## Short task
Put each line of the rows below, from the line that contains "of the steep" through the final line, into a Markdown table with the columns No. and Entry, numbering the lines in order and omitting blank lines.

========

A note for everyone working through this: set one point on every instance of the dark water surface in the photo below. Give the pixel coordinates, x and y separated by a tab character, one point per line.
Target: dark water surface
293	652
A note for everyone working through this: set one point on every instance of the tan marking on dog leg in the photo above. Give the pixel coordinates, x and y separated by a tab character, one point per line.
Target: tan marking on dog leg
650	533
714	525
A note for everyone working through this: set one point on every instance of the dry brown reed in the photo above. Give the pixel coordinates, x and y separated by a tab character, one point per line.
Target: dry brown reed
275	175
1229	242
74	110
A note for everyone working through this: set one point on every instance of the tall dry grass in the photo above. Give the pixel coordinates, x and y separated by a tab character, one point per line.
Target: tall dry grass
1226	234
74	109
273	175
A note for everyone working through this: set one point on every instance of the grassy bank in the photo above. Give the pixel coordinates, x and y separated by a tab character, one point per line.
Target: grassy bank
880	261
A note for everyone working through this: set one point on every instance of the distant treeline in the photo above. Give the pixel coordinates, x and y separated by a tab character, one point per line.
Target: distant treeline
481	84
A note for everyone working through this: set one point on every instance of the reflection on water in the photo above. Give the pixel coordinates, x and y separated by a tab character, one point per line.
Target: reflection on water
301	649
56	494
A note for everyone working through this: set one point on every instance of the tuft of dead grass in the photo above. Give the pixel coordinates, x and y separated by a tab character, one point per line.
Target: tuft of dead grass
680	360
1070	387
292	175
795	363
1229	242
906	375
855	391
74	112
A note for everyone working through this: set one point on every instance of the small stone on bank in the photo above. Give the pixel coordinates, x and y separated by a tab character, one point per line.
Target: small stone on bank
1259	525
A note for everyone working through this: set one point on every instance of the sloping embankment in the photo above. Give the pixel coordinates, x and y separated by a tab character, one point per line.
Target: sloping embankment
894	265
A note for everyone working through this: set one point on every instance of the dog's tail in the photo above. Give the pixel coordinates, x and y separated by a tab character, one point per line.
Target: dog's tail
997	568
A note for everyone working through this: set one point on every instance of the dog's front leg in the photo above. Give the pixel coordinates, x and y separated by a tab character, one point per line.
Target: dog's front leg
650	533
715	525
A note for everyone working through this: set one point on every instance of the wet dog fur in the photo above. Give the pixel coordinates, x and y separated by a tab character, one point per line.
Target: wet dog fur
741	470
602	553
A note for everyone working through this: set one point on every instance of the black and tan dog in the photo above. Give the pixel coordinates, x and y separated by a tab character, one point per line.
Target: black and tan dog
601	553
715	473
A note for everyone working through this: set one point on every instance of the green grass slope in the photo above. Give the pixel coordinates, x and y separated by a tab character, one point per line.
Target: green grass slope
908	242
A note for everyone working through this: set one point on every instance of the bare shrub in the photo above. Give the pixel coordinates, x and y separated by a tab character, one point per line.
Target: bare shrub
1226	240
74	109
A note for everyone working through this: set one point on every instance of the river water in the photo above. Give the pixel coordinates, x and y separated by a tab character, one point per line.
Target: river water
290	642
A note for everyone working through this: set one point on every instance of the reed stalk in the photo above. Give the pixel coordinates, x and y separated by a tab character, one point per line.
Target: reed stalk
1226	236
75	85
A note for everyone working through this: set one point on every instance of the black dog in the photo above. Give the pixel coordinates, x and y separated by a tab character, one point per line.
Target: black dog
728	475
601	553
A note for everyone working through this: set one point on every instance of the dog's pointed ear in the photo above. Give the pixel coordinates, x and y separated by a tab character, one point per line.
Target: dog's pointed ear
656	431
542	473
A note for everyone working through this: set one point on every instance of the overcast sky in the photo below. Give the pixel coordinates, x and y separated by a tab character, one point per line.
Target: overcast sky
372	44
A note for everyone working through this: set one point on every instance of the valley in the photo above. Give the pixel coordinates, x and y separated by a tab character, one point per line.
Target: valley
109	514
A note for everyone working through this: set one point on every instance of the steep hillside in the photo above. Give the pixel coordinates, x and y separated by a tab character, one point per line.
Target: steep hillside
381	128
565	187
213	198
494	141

========

## Full output
| No. | Entry |
|---|---|
| 1 | A note for everyone working through this: set one point on every instance of the steep hillside in the photo above. Give the pixel coordinates, x and y separated by a tab character, one point per line. |
| 2 | Target: steep hillside |
| 3 | 381	128 |
| 4 | 565	187 |
| 5 | 213	198 |
| 6 | 494	141 |